__REQUIREMENT__. Could you filter the records below down to the lines that include the word "fabric"?

__Stored dataset items__.
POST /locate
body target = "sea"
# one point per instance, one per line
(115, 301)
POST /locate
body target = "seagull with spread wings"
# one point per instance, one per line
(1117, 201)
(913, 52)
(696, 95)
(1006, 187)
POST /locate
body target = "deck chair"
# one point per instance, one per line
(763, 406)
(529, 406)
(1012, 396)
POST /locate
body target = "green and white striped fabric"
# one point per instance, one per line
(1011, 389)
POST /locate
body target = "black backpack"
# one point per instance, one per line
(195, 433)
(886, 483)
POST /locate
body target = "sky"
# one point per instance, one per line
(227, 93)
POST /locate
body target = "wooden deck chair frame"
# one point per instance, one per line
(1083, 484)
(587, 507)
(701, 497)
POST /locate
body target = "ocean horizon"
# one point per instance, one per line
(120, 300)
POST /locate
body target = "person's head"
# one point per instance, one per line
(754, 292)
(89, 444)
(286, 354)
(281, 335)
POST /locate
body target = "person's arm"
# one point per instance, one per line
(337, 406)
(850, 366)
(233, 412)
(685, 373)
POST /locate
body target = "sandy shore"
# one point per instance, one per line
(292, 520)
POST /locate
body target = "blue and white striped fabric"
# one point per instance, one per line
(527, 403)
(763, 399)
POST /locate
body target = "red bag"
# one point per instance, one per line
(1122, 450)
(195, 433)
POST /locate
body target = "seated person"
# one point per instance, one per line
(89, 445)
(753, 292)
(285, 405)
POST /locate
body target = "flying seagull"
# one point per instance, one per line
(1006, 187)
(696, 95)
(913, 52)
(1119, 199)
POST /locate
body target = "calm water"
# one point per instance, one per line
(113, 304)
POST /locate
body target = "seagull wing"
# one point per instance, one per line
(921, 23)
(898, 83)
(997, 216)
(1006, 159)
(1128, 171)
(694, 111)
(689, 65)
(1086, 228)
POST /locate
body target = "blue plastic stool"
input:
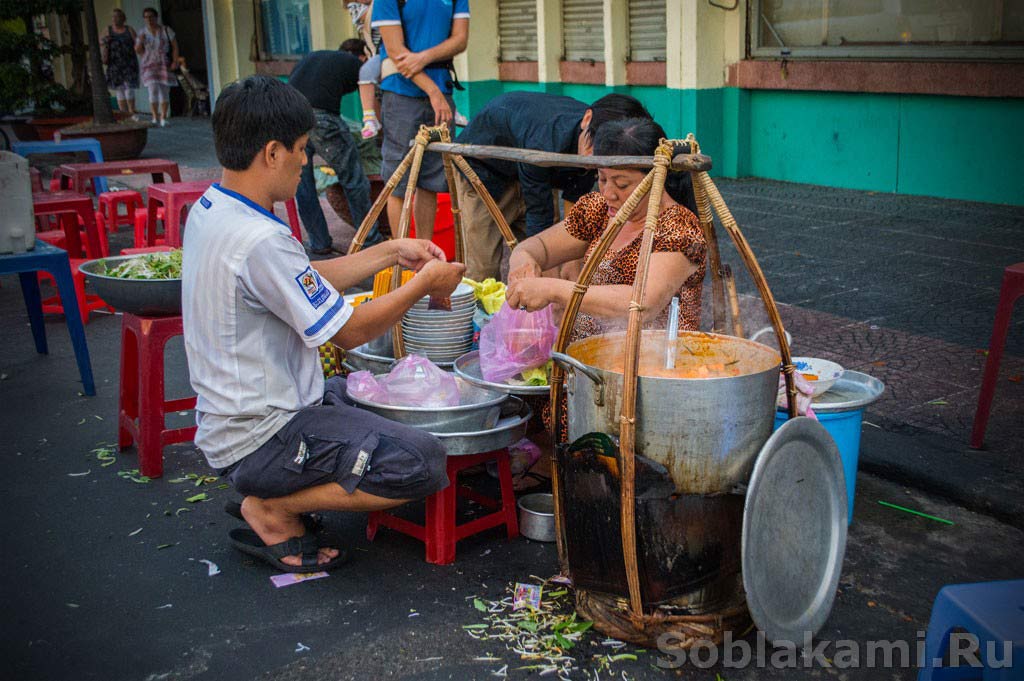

__SOLUTION TO THE EXERCISE__.
body target = "green and white striped fabric"
body target = "blue and white striped fabric"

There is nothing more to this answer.